*Data for this task*.
· · · ·
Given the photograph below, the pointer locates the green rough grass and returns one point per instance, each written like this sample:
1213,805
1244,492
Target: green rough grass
· · · ·
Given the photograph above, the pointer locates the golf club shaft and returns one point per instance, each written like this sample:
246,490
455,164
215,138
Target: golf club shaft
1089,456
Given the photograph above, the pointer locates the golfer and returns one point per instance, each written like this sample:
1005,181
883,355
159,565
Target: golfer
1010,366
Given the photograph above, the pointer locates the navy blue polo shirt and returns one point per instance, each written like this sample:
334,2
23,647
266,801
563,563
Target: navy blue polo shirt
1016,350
· · · ·
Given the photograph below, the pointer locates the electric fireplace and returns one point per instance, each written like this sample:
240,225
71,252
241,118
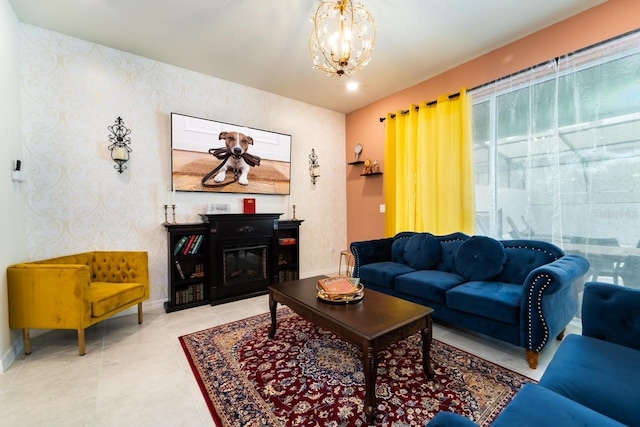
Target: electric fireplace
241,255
· · · ·
*Directions*.
Starting at the line containing "Given the photograph below, the pointer locates the green" and stopping after the line containing "Target: green rough grass", write out those lines again, substituting "short" for "rough" and leaving everything else unchanged.

*Response for this exercise*.
Given the photograph below, the pointer locates the green short grass and returns one point per instance, each written like this sample:
1213,805
1244,492
Target: green short grass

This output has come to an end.